* [Page text]:
At the time of writing, it’s coming up to Thanksgiving which means a lot of the world will be away from their screens and actually interacting with people. Or – as seems maybe more likely from recent experience – sitting round, staring at their phone. Very weird in my view but maybe I’m too old to see the appeal when there’s the opportunity for real conversation.

Either way, it seems as though modern life has more things to do than their are hours in the day.

That can be a negative because we’re subject to the same problem as marketers. Increasingly it seems to be a case of “stealing” 5 minutes here, 10 minutes there, maybe getting up a few minutes earlier, possibly burning the mindnight oil and going to bed a bit later. I find the early mornings work better for me as there are less distractions and less excuses to put things off until tomorrow.

Your customers will have the same time pressure.

That’s why headlines get shared on places like Facebook even though research has shown that few people have read the full article associated with the headline.

If you delve into that statistic, it means that in true tabloid newspaper (and National Enquirer) style, headlines are written for effect and often have little to do with the story beneath them.

That doesn’t mean you should make outright lies in your headlines but it can mean that you can exaggerate for effect. Which I guess is why so many sales letter headlines promise a lot more than they’re likely to deliver. Frustrating but getting to be a fact of life.

* [Data supplied]:
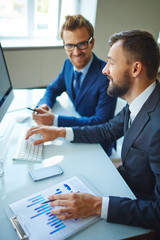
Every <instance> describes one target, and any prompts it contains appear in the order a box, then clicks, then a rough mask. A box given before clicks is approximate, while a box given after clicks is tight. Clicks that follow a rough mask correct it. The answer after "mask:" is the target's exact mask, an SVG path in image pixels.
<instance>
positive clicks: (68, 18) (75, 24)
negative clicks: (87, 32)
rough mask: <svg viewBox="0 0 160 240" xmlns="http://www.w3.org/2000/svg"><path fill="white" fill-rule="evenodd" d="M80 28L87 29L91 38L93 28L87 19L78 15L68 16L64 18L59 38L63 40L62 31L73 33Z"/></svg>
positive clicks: (91, 24) (80, 15)
mask: <svg viewBox="0 0 160 240" xmlns="http://www.w3.org/2000/svg"><path fill="white" fill-rule="evenodd" d="M82 27H86V28H87V30H88V33H89V37H90V38H91V37H93V35H94V28H93V26H92V24H91V23H90V22H89V21H88V20H87V19H85V18H84V17H83V16H82V15H80V14H77V15H72V16H69V15H68V16H66V20H65V22H64V23H63V25H62V27H61V31H60V36H61V38H62V39H63V31H64V30H69V31H74V30H75V29H77V28H82Z"/></svg>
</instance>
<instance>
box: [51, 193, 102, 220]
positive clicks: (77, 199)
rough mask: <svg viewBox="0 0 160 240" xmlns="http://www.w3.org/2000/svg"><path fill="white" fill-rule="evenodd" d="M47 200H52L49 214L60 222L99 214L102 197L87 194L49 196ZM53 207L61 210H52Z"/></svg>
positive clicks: (87, 193)
mask: <svg viewBox="0 0 160 240" xmlns="http://www.w3.org/2000/svg"><path fill="white" fill-rule="evenodd" d="M48 199H49V200H53V201H52V202H50V205H51V207H53V209H52V210H51V214H53V215H56V216H57V218H58V219H60V220H65V219H70V218H86V217H89V216H93V215H100V214H101V208H102V197H96V196H93V195H91V194H88V193H66V194H57V195H51V196H49V197H48ZM54 206H62V208H58V209H54Z"/></svg>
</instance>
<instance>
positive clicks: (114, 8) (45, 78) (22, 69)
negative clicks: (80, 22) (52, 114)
mask: <svg viewBox="0 0 160 240" xmlns="http://www.w3.org/2000/svg"><path fill="white" fill-rule="evenodd" d="M159 14H160V0H98V9H97V19H96V25H95V38H96V42H95V47H94V52H95V53H96V54H97V55H98V56H99V57H100V58H102V59H104V60H106V56H107V52H108V49H109V47H108V46H107V42H108V38H109V36H110V35H111V34H113V33H115V32H120V31H123V30H128V29H141V30H147V31H149V32H151V33H152V34H153V36H154V37H155V38H156V39H157V38H158V32H159V31H160V17H159ZM5 56H6V61H7V64H8V68H9V73H10V76H11V80H12V83H13V87H14V88H27V87H40V86H45V85H47V84H48V83H50V82H51V81H52V79H54V78H55V77H56V75H57V74H58V73H59V71H60V70H61V68H62V65H63V62H64V59H65V58H66V54H65V52H64V50H63V49H62V48H50V49H34V50H6V51H5Z"/></svg>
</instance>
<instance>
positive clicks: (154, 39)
mask: <svg viewBox="0 0 160 240" xmlns="http://www.w3.org/2000/svg"><path fill="white" fill-rule="evenodd" d="M118 40H122V41H123V43H122V44H123V49H124V50H125V56H126V60H127V62H128V63H131V62H133V61H140V62H142V63H143V65H144V66H145V67H146V74H147V77H148V79H150V80H152V79H154V78H156V77H157V73H158V68H159V64H160V53H159V47H158V45H157V43H156V41H155V39H154V38H153V36H152V35H151V34H150V33H149V32H146V31H140V30H130V31H124V32H120V33H115V34H113V35H112V36H111V37H110V39H109V45H110V46H112V45H113V44H114V43H115V42H117V41H118Z"/></svg>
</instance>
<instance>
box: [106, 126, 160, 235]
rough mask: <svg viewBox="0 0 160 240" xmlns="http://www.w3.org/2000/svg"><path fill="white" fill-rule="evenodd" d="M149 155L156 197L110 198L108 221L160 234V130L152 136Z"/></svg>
mask: <svg viewBox="0 0 160 240" xmlns="http://www.w3.org/2000/svg"><path fill="white" fill-rule="evenodd" d="M148 154H149V156H148V158H149V163H150V167H151V169H152V171H153V173H154V176H155V188H154V195H153V196H152V197H151V199H149V198H147V197H146V199H140V198H139V199H135V200H132V199H128V198H121V197H114V196H110V201H109V210H108V219H107V221H109V222H114V223H120V224H125V225H132V226H139V227H143V228H152V229H154V230H157V231H159V232H160V129H159V130H158V131H156V132H155V134H154V135H153V136H152V139H151V141H150V144H149V149H148Z"/></svg>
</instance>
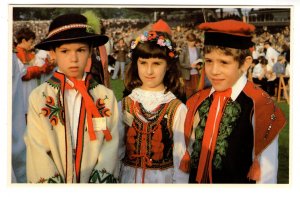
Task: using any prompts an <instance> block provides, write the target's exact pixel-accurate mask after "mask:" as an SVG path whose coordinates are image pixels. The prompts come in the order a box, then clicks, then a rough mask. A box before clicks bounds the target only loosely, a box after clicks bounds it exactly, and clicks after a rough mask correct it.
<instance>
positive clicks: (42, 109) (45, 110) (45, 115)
mask: <svg viewBox="0 0 300 197" xmlns="http://www.w3.org/2000/svg"><path fill="white" fill-rule="evenodd" d="M42 114H43V115H44V116H45V117H46V116H49V114H50V109H49V108H47V107H44V108H42Z"/></svg>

* [Exercise requirements]: Pick up the piece on headlines and time pressure after its last sentence and keep writing in the same voice. The lines above have no connection to the piece on headlines and time pressure.

* [Result of this task]:
Coming back to finding the time to do things, I find that having something as close as possible to a routine is good.

We’re increasingly used to having catch-ups and almost immediate re-runs available on TV, on-demand showings on the web. They’re good but they also show people are too busy to fit their life around someone else’s schedule.

But for your own schedule, there needs to be some “me” time.

Otherwise everything else will conspire to get in the way of what you should be doing in your business.

My personal routine recently has been to write a near enough daily email first thing in the morning. That then gets copied and pasted into a blog post.

I edit the blog post version slightly – mainly to change any links as my autoresponder adds in some proprietary link tracking but sometimes if the wording is time sensitive.

Then I press send on my autoresponder and Tweet on my site.

Later – and I’m usually in catch-up mode for that – I’ll turn the blog post into a slide presentation, put it on SlideShare and record it for YouTube.

I’m usually between 5 and 10 days behind on doing that.

But they can be done in spare minutes in the day – it’s under 10 minutes to copy and paste a blog post into the segments needed for a slide presentation, about the same to record the video (I don’t edit or do anything else fancy) and about the same again to post on both sites.

Could I find the 30 minutes in one slot? Maybe, if I moved things around and could guarantee Skype wouldn’t flash at me at an inopportune moment.

But finding 5 or 10 minutes is easier because it uses otherwise dead time where I’d just be scrolling through emails or Facebook or whatever.

Try it for yourself.

Make those lost minutes work for you.

And make your main priority an actual priority so that you do it as part of your daily routine.

I think you’ll find quite a bit of time that’s not being used to your advantage but could easily be turned round.